WORK TASK
Exact duplicates of all entries are needed.

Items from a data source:
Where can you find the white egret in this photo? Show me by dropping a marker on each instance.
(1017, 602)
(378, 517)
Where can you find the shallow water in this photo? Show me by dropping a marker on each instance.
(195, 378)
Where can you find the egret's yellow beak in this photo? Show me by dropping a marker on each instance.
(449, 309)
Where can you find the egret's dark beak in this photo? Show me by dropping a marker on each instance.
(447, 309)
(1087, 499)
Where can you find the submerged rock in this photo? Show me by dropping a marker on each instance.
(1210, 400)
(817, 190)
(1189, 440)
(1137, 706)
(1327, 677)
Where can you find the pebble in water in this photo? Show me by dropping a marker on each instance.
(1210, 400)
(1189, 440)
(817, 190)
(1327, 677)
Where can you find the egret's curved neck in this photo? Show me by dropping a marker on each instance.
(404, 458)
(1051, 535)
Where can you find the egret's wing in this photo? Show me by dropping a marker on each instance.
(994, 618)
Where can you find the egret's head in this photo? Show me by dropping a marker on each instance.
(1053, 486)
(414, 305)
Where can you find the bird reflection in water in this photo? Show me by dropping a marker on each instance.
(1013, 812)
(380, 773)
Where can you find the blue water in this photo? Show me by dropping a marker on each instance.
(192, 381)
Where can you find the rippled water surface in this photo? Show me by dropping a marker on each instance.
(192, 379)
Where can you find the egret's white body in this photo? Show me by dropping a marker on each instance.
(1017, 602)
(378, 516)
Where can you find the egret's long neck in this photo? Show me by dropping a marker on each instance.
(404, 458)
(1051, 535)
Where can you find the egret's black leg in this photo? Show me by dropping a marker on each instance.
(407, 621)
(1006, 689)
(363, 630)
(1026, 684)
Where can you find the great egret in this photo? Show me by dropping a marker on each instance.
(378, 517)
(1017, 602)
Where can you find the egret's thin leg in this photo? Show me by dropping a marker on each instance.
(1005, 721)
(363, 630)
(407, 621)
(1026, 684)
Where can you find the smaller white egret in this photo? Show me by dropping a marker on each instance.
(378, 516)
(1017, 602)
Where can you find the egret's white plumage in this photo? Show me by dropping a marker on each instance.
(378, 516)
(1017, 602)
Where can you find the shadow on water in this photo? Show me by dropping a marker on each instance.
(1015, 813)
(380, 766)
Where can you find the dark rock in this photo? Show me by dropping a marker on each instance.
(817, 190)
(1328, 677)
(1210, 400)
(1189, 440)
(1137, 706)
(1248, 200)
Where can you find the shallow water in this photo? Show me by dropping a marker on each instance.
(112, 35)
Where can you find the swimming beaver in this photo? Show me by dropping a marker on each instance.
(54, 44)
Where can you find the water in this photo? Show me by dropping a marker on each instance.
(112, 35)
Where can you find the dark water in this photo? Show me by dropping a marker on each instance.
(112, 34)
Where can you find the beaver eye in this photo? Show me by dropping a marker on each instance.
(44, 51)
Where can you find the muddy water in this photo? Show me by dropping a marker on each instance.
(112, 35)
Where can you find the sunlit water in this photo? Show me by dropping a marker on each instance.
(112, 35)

WRITTEN SOLUTION
Where can you find the white egret in this photo? Show me by dropping a marker on each instance.
(1017, 602)
(378, 517)
Where can you find the shallow water in this photo? Show me by dropping a marker on each instance.
(195, 378)
Where can you find the egret's yellow beak in this photo? Show me by dropping a marker on each instance.
(449, 309)
Where can you find the egret's dark beak in this photo? Show me by dropping a marker on each instance.
(447, 309)
(1087, 499)
Where can you find the submerged rock in this photo? Show me by dropping a marker on each instance.
(1210, 400)
(817, 190)
(1189, 440)
(1137, 706)
(1327, 677)
Where can you find the pebble in water in this photo? Show me by dropping a marker on each instance.
(1210, 400)
(1189, 440)
(817, 190)
(1327, 677)
Where can you find the egret's curved neck in this photo? Show me by dropping a marker on each instance.
(404, 458)
(1051, 535)
Where can you find the egret's wing in this photo? Show me by dropping a marker on each instance.
(994, 618)
Where can you find the egret's head in this photo? Show me by dropping a marker on each instance.
(1053, 486)
(414, 305)
Where can you find the bird reflection in water in this photo? Show me by dropping a marker on each instance.
(1013, 812)
(380, 773)
Where can you find the blue water in this photo? Show me by dropping a marker on each instance.
(192, 381)
Where can you find the rippled water surface in this photo? Show me by dropping a marker on each instance.
(192, 379)
Where can you find the egret's white body in this photo? Show me by dropping a marker on each instance.
(1017, 602)
(378, 516)
Where can you find the egret's long neck in this photo? Show me by dropping a marker on each instance.
(404, 458)
(1051, 535)
Where can you find the egret's black leg in this photo? Show me by dropping a marker on each instance.
(407, 621)
(1006, 689)
(363, 630)
(1026, 684)
Where can you find the great egret in this photo? Show me by dropping a marker on each instance.
(378, 517)
(1017, 602)
Where can you find the egret's thin leg in this photo? Show me by dropping a marker on each instance.
(1005, 721)
(363, 630)
(407, 621)
(1026, 684)
Where can you find the smaller white egret in this photo? Show me by dropping a marker on each instance.
(378, 516)
(1017, 602)
Where can you find the egret's white plumage in this photo? Show me by dropping a marker on each instance.
(378, 516)
(1017, 602)
Where can you find the shadow on water in this photo? Show me by dropping a marker on each instance.
(1015, 813)
(380, 766)
Where can you find the dark rock in this photo? Show me by dropping a marker on each instance.
(817, 190)
(1328, 677)
(1210, 400)
(1189, 440)
(1137, 706)
(1248, 200)
Where can you find the shallow water in this photo? Show me by dropping a marker on each instance.
(112, 35)
Where can you find the swimming beaver in this photo? Show me by dropping a marker on each instance.
(54, 44)
Where can you find the water in this photo? Show me by dropping a marker on each instance.
(112, 35)
Where can you find the dark water in this photo? Show me by dropping a marker on each instance.
(112, 34)
Where can you find the beaver eye in this photo? Show me by dropping a marker on each instance.
(44, 51)
Where can you find the muddy water in this photo? Show me by dropping a marker on each instance.
(112, 35)
Where can you find the sunlit water in this photo? Show me by dropping a marker on each instance.
(112, 35)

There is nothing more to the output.